In the 2014 Thomson and Haley paper, space physics data are given that appear to have _large numbers of peaks_ that may signify the modulating effects of rather minor variations in the solar magnetic field on the solar wind. Given that this hypothesis may have far-reaching consequences, we quantify how many significant peaks a multitaper spectrum estimate computed on white noise ought to have. 

In [None]:
using Multitaper, Random, Plots
pyplot()
N = 1024
Random.seed!(123)
whitenoise = randn(N)
NW = 4.0; K = 7
S = multispec(whitenoise, NW = NW, K = K, a_weight = false, guts=true);

plot(S,yscale = :identity, label="MT, NW = 4.0")
plot!(S.f[[1,end]], ones(2,1), label = "True Spectrum")

A white noise process has a flat spectrum, and note that we have plotted the spectrum on a linear scale. The multitaper spectrum consists of $K$ spectrum estimates, each of which are $\chi^2_2$ distributed, which means their sum is $\chi^2_{2K}$ distributed and their average is $\Gamma(K, 1/K)$ distributed, so we can label the above spectrum with signficance levels. 

Note that _all significant peaks are spurious._

In [None]:
using Distributions
sig = [0.05, 0.5, 0.9, 0.99, 0.999, 0.9999]
z = quantile.(Gamma(K, 1/K), sig)

In [None]:
plot!(S.f[[1,end]], kron(ones(2,1),transpose(z)), label = sig', 
    line = :dash, legend = :topright)

So let's count the number of upcrossings that we get.

In [None]:
function upcrossing_times(x::Vector{Float64}, thresh::Float64)
  return findall(y -> y < 0, diff(x .- thresh .< 0.0))
end

scatter!(S.f[upcrossing_times(S.S,z[3])],[z[3]], label = "Upcrossings above $(100*sig[3])%")


Note the difference between the upcrossing counter, below.

In [None]:
function upcrossing_N(x::Vector{Float64}, thresh::Float64)
  return sum(y -> y < 0, diff(x .- thresh .< 0.0))
end

upcrossing_N(S.S, z[3])

◆ RECORDS PROVIDED ◆

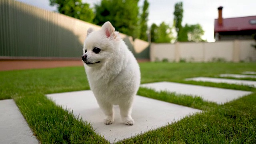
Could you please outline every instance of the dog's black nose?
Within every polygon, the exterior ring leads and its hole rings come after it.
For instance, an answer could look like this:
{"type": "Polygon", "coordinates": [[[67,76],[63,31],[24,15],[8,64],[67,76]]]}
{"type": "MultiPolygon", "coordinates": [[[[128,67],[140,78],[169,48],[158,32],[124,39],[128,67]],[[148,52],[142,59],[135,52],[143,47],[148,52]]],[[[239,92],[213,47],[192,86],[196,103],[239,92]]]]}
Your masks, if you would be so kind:
{"type": "Polygon", "coordinates": [[[82,56],[82,59],[84,61],[86,60],[87,57],[87,56],[86,55],[84,54],[82,56]]]}

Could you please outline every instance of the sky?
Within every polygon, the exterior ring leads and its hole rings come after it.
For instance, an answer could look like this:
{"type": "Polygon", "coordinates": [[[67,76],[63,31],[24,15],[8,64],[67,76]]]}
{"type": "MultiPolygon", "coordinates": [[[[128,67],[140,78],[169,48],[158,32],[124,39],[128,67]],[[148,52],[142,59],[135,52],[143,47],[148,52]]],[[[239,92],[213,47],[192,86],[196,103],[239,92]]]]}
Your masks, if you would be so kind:
{"type": "MultiPolygon", "coordinates": [[[[56,7],[50,5],[49,0],[16,0],[50,11],[56,11],[56,7]]],[[[82,0],[93,7],[100,0],[82,0]]],[[[140,0],[142,7],[144,0],[140,0]]],[[[159,25],[162,22],[172,25],[175,3],[183,3],[182,26],[199,24],[204,30],[203,38],[214,42],[214,20],[218,17],[217,8],[223,7],[223,18],[256,16],[256,0],[148,0],[149,2],[148,26],[154,23],[159,25]]]]}

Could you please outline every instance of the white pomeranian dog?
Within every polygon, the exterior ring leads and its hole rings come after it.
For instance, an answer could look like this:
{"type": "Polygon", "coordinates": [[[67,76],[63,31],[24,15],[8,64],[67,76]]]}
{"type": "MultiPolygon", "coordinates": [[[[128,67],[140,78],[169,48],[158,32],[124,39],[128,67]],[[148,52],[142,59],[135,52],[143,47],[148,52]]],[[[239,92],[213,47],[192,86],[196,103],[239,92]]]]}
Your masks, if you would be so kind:
{"type": "Polygon", "coordinates": [[[114,121],[114,105],[118,105],[126,124],[134,123],[132,109],[140,83],[135,58],[109,22],[98,31],[87,30],[82,58],[91,89],[105,114],[105,124],[114,121]]]}

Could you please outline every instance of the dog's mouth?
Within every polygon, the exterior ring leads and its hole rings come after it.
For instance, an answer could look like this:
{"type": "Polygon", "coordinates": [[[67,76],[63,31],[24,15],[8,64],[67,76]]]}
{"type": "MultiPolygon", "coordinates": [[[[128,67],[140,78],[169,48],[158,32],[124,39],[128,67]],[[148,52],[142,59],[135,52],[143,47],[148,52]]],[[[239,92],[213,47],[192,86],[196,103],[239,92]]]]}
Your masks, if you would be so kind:
{"type": "Polygon", "coordinates": [[[98,62],[94,63],[91,63],[91,62],[85,62],[85,63],[86,64],[95,64],[95,63],[100,63],[100,62],[98,61],[98,62]]]}

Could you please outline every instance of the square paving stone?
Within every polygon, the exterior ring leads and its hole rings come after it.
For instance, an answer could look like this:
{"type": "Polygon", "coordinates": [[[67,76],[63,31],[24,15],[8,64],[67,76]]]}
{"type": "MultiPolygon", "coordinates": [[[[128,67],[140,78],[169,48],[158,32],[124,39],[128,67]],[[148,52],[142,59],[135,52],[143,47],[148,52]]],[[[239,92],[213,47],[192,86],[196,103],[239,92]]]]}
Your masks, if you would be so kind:
{"type": "Polygon", "coordinates": [[[13,100],[0,100],[0,144],[39,144],[13,100]]]}
{"type": "Polygon", "coordinates": [[[143,84],[141,86],[157,91],[167,91],[177,94],[199,96],[205,100],[222,104],[251,94],[250,92],[180,84],[159,82],[143,84]]]}
{"type": "Polygon", "coordinates": [[[47,96],[57,104],[73,110],[74,115],[90,121],[95,132],[110,142],[131,138],[176,122],[186,116],[201,111],[187,107],[136,96],[132,116],[132,126],[123,124],[118,106],[114,106],[113,124],[104,124],[104,116],[91,90],[49,94],[47,96]]]}
{"type": "Polygon", "coordinates": [[[244,72],[243,74],[256,74],[256,72],[244,72]]]}
{"type": "Polygon", "coordinates": [[[220,74],[220,76],[223,77],[230,77],[235,78],[256,78],[256,76],[249,75],[246,74],[220,74]]]}
{"type": "Polygon", "coordinates": [[[214,78],[204,77],[199,77],[187,78],[186,80],[212,82],[214,83],[225,83],[228,84],[236,84],[238,85],[248,85],[256,87],[256,81],[252,80],[232,80],[227,78],[214,78]]]}

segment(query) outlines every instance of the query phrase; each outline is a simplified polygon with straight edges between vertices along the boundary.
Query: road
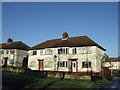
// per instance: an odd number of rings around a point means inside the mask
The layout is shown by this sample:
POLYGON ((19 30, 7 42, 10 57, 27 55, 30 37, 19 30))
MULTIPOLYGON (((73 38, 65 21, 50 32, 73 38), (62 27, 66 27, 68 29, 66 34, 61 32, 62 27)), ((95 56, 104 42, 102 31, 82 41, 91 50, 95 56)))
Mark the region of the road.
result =
POLYGON ((107 85, 107 88, 117 88, 120 90, 120 78, 113 78, 112 81, 107 85))

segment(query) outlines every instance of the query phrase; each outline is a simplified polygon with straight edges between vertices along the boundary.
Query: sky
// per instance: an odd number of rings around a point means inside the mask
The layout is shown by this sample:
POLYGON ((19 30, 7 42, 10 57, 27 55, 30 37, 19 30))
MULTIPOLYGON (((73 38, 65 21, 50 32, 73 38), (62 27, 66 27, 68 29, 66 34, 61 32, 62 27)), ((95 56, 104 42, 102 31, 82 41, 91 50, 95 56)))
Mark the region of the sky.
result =
POLYGON ((117 2, 3 2, 2 42, 10 37, 30 47, 50 39, 87 35, 118 56, 117 2))

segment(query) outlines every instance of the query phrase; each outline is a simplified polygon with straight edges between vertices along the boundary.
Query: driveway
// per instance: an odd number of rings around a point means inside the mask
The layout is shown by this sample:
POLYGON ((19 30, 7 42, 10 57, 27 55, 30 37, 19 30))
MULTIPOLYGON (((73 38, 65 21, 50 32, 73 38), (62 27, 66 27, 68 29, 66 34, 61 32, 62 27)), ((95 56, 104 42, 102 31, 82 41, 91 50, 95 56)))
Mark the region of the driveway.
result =
POLYGON ((120 78, 113 78, 112 81, 107 85, 107 88, 117 88, 120 90, 120 78))

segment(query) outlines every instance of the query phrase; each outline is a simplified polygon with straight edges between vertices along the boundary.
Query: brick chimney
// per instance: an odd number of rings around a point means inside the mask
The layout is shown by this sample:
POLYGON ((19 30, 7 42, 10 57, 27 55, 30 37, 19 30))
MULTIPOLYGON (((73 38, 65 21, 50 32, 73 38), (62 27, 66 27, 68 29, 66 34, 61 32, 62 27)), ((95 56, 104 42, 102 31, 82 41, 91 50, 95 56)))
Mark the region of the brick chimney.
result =
POLYGON ((63 39, 65 39, 65 38, 68 38, 68 37, 69 37, 69 35, 68 35, 68 33, 67 33, 67 32, 64 32, 62 36, 63 36, 63 39))
POLYGON ((8 38, 7 43, 11 43, 13 40, 11 38, 8 38))

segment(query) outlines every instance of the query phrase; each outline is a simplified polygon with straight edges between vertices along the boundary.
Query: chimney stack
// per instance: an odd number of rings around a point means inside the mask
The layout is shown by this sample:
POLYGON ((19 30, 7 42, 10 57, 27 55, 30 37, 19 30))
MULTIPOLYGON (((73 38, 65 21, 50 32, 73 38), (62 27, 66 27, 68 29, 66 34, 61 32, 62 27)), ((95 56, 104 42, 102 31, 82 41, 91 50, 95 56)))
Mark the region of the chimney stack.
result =
POLYGON ((11 38, 8 38, 7 43, 11 43, 13 40, 11 38))
POLYGON ((69 37, 69 35, 68 35, 68 33, 67 33, 67 32, 64 32, 62 36, 63 36, 63 39, 64 39, 64 38, 68 38, 68 37, 69 37))

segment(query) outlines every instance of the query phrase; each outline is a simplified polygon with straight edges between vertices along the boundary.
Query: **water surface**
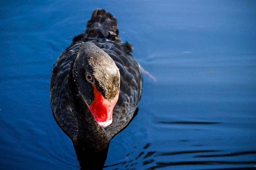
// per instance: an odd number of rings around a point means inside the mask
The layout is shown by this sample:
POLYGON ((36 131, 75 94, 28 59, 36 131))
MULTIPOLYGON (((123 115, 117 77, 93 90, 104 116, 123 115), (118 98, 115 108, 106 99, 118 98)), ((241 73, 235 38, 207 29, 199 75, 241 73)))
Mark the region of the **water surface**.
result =
POLYGON ((53 64, 97 8, 156 78, 104 170, 256 169, 254 1, 1 2, 0 169, 79 170, 49 97, 53 64))

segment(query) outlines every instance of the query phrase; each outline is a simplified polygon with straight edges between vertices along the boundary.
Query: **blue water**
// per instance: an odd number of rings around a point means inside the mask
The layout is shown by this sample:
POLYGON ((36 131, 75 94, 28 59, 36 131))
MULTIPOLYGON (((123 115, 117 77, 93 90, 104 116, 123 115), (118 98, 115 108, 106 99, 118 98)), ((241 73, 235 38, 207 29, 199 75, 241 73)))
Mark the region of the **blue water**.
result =
POLYGON ((117 18, 157 80, 144 75, 138 114, 111 141, 104 170, 256 169, 256 1, 0 4, 0 169, 79 169, 49 80, 97 8, 117 18))

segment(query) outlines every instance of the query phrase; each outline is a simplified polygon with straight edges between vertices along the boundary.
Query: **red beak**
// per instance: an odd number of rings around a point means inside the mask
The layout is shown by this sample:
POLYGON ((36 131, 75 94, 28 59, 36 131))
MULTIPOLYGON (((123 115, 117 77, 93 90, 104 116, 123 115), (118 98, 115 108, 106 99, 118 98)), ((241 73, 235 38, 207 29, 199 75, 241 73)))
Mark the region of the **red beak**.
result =
POLYGON ((87 105, 98 124, 101 126, 106 127, 111 124, 112 121, 113 110, 118 99, 119 92, 111 101, 104 98, 99 92, 95 84, 92 84, 94 93, 94 100, 90 105, 87 105))

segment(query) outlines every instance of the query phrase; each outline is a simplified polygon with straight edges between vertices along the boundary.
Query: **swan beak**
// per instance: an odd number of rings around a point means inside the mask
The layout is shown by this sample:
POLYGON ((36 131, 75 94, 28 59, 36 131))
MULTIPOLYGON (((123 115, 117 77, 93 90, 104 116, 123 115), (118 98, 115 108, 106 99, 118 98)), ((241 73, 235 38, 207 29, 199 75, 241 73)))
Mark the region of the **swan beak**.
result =
POLYGON ((92 86, 94 100, 90 105, 87 104, 87 106, 98 124, 100 126, 107 127, 112 123, 113 110, 118 99, 119 93, 113 100, 109 101, 104 98, 95 84, 93 84, 92 86))

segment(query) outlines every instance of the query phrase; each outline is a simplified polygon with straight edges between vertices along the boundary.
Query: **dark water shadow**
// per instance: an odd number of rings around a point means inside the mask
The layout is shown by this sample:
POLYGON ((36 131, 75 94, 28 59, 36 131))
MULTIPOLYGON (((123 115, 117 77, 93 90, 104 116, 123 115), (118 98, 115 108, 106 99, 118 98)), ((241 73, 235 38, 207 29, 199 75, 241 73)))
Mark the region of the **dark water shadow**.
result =
POLYGON ((108 146, 102 152, 95 154, 80 150, 76 150, 77 160, 81 170, 101 170, 107 159, 108 146))

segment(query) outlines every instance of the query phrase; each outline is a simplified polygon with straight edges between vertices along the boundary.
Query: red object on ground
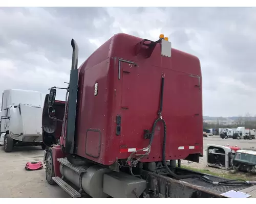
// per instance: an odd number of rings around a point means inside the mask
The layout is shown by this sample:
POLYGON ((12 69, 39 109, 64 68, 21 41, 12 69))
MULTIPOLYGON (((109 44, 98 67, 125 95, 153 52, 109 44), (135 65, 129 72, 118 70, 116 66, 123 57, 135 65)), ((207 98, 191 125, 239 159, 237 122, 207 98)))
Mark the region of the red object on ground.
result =
POLYGON ((25 169, 28 170, 39 170, 41 169, 42 167, 42 163, 41 162, 27 162, 25 166, 25 169))

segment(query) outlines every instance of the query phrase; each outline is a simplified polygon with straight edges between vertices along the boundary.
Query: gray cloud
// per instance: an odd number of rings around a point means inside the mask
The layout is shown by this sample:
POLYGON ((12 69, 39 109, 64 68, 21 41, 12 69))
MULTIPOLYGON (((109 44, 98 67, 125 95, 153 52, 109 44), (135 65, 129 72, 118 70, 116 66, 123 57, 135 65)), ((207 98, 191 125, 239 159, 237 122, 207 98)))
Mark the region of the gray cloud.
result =
POLYGON ((198 57, 204 115, 256 114, 254 8, 1 8, 0 92, 68 81, 74 38, 81 64, 113 35, 156 40, 198 57))

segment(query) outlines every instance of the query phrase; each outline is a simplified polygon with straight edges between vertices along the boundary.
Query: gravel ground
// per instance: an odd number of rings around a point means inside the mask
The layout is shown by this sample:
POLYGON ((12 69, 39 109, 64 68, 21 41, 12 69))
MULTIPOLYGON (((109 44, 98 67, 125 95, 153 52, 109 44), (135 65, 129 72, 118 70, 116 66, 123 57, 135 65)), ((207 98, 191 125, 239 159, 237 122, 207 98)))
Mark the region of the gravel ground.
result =
POLYGON ((232 138, 221 139, 219 136, 208 136, 204 138, 204 157, 200 158, 199 163, 188 162, 182 160, 181 164, 184 166, 191 167, 200 169, 207 169, 211 172, 217 173, 227 173, 227 171, 214 167, 207 166, 207 155, 206 148, 208 144, 217 144, 219 145, 238 145, 241 148, 249 148, 250 147, 256 148, 256 139, 248 140, 234 140, 232 138))
MULTIPOLYGON (((204 138, 204 149, 208 144, 235 145, 249 148, 255 147, 256 140, 222 139, 219 136, 204 138)), ((206 167, 206 151, 199 163, 182 161, 183 165, 198 169, 208 169, 211 172, 222 173, 227 171, 206 167)), ((70 197, 58 186, 51 186, 45 180, 45 169, 29 171, 25 169, 28 162, 42 161, 44 152, 40 147, 15 147, 13 152, 6 153, 0 146, 0 197, 70 197)))

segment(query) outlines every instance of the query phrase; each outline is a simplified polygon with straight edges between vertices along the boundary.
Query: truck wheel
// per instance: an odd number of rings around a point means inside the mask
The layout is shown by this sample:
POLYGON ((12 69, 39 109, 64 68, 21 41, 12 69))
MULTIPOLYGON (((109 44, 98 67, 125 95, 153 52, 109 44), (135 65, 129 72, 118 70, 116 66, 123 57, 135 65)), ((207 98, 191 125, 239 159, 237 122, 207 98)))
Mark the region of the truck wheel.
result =
POLYGON ((52 160, 52 151, 50 149, 46 154, 46 181, 50 185, 54 185, 55 182, 52 180, 52 177, 55 176, 54 169, 53 167, 53 161, 52 160))
POLYGON ((5 136, 4 141, 4 149, 6 152, 10 152, 13 149, 13 139, 10 136, 10 135, 6 135, 5 136))

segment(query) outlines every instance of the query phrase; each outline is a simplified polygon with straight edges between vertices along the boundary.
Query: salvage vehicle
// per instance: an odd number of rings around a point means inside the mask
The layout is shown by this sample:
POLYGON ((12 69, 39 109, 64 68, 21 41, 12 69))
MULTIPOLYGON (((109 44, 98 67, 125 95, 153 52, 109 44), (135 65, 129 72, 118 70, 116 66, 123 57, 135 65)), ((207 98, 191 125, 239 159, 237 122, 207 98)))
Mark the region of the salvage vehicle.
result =
POLYGON ((256 150, 237 150, 233 159, 233 168, 237 171, 256 173, 256 150))
POLYGON ((220 135, 220 136, 222 139, 228 139, 233 137, 234 132, 232 129, 223 129, 222 132, 220 135))
POLYGON ((207 165, 222 169, 233 168, 233 159, 236 152, 241 148, 237 146, 208 144, 207 165))
POLYGON ((49 184, 72 197, 101 198, 223 197, 254 184, 180 168, 180 160, 198 163, 204 151, 197 57, 163 35, 154 41, 122 33, 78 69, 71 45, 69 85, 51 88, 44 106, 49 184), (59 88, 66 101, 55 99, 59 88))
POLYGON ((42 141, 42 94, 35 91, 7 89, 2 97, 0 145, 6 152, 15 146, 38 146, 42 141))

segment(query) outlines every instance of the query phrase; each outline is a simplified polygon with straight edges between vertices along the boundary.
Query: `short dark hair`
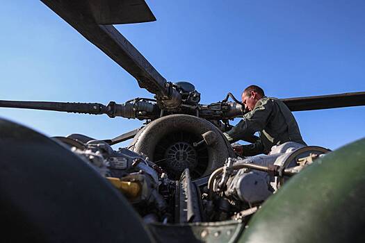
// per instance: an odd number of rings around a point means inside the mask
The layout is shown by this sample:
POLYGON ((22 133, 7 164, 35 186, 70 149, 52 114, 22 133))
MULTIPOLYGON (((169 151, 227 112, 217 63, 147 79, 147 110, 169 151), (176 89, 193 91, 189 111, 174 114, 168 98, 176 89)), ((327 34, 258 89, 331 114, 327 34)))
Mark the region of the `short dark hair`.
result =
POLYGON ((245 95, 248 95, 249 97, 251 97, 251 91, 254 91, 255 92, 260 94, 261 97, 265 96, 265 92, 263 90, 259 87, 257 85, 250 85, 243 90, 243 93, 245 95))

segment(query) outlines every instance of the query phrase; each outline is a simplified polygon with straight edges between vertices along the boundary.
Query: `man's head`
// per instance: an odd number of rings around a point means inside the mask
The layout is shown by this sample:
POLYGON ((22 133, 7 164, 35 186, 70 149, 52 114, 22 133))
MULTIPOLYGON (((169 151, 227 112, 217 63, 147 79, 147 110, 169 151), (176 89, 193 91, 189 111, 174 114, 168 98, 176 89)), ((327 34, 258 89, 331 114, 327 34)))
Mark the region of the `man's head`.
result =
POLYGON ((263 90, 257 85, 250 85, 242 93, 242 103, 245 108, 252 110, 254 106, 260 99, 265 96, 263 90))

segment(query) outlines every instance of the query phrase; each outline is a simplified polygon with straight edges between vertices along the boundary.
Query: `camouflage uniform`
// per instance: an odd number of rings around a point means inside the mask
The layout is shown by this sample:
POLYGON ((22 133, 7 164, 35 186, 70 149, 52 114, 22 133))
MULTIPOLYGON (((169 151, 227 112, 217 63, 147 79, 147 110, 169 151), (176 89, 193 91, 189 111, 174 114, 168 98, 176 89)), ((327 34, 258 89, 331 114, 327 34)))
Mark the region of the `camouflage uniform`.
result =
POLYGON ((259 99, 253 110, 245 114, 243 119, 225 135, 230 142, 234 142, 256 132, 260 132, 260 138, 253 144, 243 145, 244 156, 268 154, 273 146, 286 142, 307 145, 294 116, 277 98, 264 97, 259 99))

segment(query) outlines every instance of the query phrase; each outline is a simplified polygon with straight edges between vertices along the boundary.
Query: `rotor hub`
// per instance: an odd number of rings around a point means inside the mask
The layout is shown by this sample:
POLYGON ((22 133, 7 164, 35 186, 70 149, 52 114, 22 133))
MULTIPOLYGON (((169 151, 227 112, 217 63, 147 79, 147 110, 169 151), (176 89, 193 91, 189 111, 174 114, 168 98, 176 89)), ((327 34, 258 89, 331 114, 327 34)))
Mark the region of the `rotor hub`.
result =
POLYGON ((165 153, 170 170, 181 173, 185 168, 194 168, 197 164, 197 151, 185 142, 177 142, 170 146, 165 153))

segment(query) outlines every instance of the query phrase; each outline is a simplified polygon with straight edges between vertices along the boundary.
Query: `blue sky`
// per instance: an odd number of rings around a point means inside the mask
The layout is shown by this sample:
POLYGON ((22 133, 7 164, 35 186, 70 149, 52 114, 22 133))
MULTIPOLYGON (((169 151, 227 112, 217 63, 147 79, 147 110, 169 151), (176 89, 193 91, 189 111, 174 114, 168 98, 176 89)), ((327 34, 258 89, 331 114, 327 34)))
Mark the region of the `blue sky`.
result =
MULTIPOLYGON (((365 91, 364 1, 147 1, 157 21, 117 26, 172 82, 203 103, 250 84, 289 98, 365 91)), ((0 99, 123 103, 152 97, 40 1, 1 1, 0 99)), ((365 107, 294 113, 309 144, 334 149, 365 137, 365 107)), ((47 135, 106 139, 142 124, 106 115, 4 109, 47 135)), ((236 119, 234 122, 237 122, 236 119)))

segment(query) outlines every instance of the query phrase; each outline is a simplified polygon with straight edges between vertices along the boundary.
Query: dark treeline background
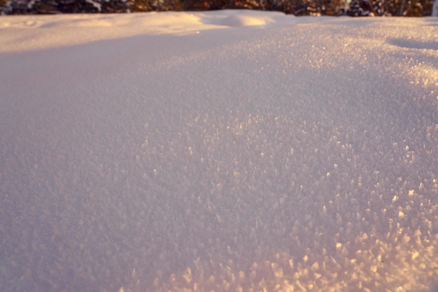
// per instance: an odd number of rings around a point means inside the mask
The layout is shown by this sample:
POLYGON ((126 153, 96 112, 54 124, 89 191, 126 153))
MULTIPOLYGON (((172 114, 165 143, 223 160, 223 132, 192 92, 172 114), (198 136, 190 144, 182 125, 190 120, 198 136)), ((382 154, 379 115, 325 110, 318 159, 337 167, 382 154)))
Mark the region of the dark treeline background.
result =
POLYGON ((433 3, 433 0, 0 0, 0 13, 248 9, 280 11, 295 15, 424 16, 431 15, 433 3))

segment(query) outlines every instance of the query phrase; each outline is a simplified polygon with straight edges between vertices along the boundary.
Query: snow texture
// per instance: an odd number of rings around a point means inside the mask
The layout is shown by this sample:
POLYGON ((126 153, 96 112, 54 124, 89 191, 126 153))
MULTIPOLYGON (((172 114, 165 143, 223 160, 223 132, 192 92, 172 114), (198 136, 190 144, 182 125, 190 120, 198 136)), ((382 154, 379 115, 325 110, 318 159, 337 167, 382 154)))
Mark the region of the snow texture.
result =
POLYGON ((0 291, 436 287, 438 18, 0 25, 0 291))

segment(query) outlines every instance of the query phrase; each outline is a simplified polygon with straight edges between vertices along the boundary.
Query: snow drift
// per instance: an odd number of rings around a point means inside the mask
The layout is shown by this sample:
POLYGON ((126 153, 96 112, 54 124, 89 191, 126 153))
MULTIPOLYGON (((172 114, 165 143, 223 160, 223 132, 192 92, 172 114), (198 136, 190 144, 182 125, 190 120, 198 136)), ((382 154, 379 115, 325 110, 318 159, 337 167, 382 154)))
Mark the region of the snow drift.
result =
POLYGON ((437 23, 0 18, 0 290, 429 290, 437 23))

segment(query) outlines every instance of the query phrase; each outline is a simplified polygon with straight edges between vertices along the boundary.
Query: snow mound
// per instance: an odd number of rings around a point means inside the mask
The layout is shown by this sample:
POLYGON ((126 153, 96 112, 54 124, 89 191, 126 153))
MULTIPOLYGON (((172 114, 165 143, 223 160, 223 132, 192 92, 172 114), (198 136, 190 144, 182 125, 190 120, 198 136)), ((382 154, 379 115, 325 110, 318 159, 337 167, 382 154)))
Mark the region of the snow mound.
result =
POLYGON ((436 287, 432 19, 0 18, 0 291, 436 287))

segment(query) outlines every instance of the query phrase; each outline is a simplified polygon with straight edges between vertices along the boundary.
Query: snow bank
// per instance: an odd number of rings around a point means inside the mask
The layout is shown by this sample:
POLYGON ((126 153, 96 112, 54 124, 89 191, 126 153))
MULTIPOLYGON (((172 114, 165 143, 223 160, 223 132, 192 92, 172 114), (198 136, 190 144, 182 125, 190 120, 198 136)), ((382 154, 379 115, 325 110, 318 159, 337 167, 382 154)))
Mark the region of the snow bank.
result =
POLYGON ((434 287, 435 18, 0 22, 0 291, 434 287))

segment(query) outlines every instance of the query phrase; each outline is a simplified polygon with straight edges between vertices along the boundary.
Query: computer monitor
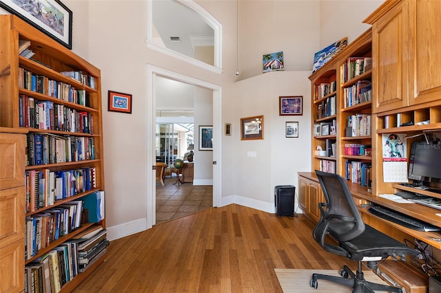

◆ DO THIS ◆
Reproduce the passage of the multitaper white noise notebook starting at "In the 2014" and ending at "Random.seed!(123)", keeping every character unchanged.

◆ ANSWER TO THIS EXERCISE ◆
In the 2014 Thomson and Haley paper, space physics data are given that appear to have _large numbers of peaks_ that may signify the modulating effects of rather minor variations in the solar magnetic field on the solar wind. Given that this hypothesis may have far-reaching consequences, we quantify how many significant peaks a multitaper spectrum estimate computed on white noise ought to have. 

In [None]:
using Multitaper, Random, Plots
pyplot()
N = 1024
Random.seed!(123)